(REQUISITOS DO PROBLEMA):
Segundo o texto sobre a acusação de apartheid contra Israel, qual é a tradução literal da palavra hebraica hafradá?

Dentre todas as polêmicas que compõem o debate em torno do conflito Israel-Palestina, acentuadas nas últimas semanas devido ao recrudescimento do conflito entre Israel e o governo do Hamas na Operação Limite Protetor, provavelmente uma das questões mais espinhosas se refere à acusação de que Israel exerceria um regime de “apartheid” em relação à população palestina nos Territórios Ocupados, e talvez até mesmo dentro de Israel – emulando o apartheid (do africâner, “separação”) original, imposto pela elite branca da África do Sul à população negra, mestiça e indiana.
Partidários desta visão apontam para a situação na Cisjordânia, de gritante discrepância entre a situação econômica das vilas palestinas nas áreas B e C (sob controle total ou parcial israelense) se comparadas aos assentamentos israelenses, protegidos pelo exército e subsidiados pelas políticas governamentais e empresas privadas de Israel; os checkpoints no coração do território, que dificultam significativamente a liberdade de movimento; chegando ao extremo de existir estradas separadas para colonos israelenses e para a população palestina. Já críticos do uso do termo apartheid chamam atenção para as diferenças entre Israel e a África do Sul: cidadãos palestino-israelenses (i.e. somente nos territórios de 1948), por exemplo, possuem igualdade nominal e direitos civis, existem palestinos servindo na IDF e membros do Knesset, o parlamento israelense, etc. Também há quem argumente que descrever a política de Israel como apartheid diminui e desrespeita a memória coletiva das vítimas do regime segregacionista.
Apesar da negativa das autoridades israelenses, e de seus aliados no exterior, de que Israel praticaria uma forma de segregação entre sua população judaica-israelense e árabe-palestina, grande parte das políticas de Israel para a Cisjordânia e Jerusalém Oriental pode ser enquadrada dentro do escopo de um termo da língua hebraica – surgido, supreendentemente, do interior do establishment político e acadêmico israelense e promovido pelos formuladores de suas políticas de segurança –; a palavra hafradá (orig.: הפרדה), cuja tradução literal seria, assim como apartheid, “separação”, “divisão” ou “segregação”. Ativistas pela causa palestina, como o americano-israelense Jeff Halper, do Israeli Committee Against House Demolition (ICAHD), argumentam que hafradá, guardadas suas semelhanças significantes com apartheid, constituiria uma descrição mais aguçada da “visão e política de Israel para com os palestinos nos Territórios Ocupados”.

(LISTAGEM DE DADOS):
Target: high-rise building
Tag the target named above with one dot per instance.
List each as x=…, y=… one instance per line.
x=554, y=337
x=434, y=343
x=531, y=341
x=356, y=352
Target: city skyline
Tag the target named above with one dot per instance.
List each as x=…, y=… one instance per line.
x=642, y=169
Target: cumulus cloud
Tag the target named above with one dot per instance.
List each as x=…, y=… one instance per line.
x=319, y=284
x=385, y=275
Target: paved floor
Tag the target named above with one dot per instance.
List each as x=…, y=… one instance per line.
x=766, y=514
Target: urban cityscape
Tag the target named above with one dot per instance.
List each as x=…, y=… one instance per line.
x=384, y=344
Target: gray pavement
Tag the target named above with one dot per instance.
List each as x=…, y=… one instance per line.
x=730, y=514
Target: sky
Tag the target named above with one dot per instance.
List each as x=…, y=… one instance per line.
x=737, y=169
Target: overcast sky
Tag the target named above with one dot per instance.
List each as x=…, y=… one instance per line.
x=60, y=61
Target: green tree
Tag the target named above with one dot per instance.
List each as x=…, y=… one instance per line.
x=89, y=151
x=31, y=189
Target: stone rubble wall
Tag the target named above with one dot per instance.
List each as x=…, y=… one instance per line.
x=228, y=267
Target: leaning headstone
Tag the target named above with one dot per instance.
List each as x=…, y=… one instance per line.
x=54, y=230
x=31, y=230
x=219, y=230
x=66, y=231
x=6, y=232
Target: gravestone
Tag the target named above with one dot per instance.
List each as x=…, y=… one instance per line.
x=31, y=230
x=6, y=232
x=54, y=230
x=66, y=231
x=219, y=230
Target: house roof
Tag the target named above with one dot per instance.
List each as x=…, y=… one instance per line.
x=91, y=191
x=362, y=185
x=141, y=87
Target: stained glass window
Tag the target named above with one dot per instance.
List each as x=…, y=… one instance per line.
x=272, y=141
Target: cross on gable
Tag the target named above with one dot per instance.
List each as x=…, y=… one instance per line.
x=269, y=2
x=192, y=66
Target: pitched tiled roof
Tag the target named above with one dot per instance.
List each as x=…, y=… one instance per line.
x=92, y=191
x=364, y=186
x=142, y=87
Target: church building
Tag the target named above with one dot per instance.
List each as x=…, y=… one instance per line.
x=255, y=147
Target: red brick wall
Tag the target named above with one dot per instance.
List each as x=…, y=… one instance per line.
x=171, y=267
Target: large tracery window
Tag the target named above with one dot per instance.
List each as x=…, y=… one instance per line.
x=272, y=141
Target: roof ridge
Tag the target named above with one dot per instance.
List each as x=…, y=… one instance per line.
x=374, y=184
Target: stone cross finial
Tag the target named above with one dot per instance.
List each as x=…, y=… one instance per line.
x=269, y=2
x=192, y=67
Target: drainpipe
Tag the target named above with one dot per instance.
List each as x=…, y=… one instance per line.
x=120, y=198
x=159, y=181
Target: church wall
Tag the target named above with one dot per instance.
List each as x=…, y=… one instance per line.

(RESPOSTA DA TAREFA):
A tradução literal de hafradá é "separação", "divisão" ou "segregação".